* WORK TO BE COMPLETED
Across the data below, in how many lines does the word "instance" appear? Give only the number.

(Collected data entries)

----------------------------------------

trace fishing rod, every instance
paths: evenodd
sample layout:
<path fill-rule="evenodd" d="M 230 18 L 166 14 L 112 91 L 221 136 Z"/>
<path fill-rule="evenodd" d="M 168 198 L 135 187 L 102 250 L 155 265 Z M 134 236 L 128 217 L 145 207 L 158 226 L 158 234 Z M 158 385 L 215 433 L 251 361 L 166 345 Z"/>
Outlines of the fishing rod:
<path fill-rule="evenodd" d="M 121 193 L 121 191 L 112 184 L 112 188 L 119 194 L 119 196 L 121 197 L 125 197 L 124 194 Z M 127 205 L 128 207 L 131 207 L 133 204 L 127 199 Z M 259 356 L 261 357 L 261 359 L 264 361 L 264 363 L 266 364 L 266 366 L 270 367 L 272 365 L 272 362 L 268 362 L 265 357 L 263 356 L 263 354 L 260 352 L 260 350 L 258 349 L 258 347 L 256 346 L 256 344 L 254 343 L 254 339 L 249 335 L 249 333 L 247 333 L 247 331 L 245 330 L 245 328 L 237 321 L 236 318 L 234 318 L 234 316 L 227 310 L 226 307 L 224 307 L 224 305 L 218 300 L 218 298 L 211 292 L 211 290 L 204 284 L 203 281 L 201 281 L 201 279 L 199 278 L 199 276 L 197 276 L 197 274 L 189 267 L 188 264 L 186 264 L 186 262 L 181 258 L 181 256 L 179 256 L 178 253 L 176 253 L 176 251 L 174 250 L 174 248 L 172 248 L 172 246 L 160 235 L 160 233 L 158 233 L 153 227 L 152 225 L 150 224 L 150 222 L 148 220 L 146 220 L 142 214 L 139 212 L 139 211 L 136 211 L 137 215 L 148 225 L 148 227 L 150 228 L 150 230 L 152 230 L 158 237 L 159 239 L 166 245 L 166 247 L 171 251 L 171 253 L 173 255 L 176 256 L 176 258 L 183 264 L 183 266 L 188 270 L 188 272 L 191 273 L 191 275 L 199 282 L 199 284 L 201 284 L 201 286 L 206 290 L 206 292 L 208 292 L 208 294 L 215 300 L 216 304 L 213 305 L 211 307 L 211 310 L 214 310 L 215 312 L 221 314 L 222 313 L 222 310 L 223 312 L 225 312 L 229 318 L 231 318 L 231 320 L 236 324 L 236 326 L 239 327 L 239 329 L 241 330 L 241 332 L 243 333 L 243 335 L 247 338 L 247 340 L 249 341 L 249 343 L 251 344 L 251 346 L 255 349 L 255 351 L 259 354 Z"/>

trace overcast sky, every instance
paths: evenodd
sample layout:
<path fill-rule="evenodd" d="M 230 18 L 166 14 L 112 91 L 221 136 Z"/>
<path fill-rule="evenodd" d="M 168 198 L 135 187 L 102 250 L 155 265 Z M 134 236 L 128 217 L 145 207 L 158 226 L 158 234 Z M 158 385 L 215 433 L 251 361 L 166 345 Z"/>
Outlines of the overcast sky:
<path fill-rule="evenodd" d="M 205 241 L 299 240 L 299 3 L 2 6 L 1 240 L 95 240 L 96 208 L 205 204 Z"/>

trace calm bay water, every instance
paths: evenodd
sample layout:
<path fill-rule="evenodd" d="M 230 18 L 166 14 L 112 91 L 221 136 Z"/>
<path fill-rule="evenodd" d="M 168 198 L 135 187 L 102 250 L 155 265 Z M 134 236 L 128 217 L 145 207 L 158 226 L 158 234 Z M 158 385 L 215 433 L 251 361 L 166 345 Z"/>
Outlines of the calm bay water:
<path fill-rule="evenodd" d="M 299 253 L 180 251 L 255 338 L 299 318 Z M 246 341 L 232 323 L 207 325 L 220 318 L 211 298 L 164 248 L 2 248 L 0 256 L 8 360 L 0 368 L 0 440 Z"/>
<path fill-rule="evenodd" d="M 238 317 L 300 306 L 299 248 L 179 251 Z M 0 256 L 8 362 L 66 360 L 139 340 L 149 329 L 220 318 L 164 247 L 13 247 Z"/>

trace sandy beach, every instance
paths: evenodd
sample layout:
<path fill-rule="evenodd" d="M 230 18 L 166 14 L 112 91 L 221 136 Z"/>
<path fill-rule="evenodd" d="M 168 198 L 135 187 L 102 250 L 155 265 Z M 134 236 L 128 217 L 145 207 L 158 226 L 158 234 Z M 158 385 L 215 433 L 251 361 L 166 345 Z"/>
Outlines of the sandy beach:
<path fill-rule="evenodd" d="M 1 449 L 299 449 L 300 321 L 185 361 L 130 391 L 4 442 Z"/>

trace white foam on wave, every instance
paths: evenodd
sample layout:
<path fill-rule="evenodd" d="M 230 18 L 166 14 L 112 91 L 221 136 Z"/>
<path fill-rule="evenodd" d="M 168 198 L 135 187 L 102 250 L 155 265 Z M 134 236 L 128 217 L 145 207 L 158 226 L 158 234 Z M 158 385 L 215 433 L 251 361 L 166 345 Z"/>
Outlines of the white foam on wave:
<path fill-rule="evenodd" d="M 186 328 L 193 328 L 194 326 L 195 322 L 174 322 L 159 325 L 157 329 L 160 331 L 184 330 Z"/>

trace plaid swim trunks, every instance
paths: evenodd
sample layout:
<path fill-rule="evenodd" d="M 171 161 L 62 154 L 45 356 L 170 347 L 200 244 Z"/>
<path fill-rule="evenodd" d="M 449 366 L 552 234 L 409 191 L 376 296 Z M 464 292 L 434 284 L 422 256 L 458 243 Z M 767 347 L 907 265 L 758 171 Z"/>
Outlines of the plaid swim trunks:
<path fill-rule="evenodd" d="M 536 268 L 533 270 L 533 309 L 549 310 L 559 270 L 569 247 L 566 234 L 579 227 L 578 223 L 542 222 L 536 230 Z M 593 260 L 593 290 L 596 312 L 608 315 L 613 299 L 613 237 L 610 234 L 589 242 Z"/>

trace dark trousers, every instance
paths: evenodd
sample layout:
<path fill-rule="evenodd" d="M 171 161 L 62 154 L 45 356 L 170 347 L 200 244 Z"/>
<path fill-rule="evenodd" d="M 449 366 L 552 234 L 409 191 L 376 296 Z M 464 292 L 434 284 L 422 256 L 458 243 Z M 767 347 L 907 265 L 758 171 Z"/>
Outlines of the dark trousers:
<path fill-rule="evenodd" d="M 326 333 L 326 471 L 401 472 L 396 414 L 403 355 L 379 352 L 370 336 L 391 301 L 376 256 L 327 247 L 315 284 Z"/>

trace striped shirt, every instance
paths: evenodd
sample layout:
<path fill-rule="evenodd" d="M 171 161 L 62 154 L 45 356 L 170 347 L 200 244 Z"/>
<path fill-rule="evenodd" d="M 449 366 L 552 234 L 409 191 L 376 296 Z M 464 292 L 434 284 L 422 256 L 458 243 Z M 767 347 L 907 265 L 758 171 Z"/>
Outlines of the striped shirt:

----------------------------------------

* WRITTEN ANSWER
8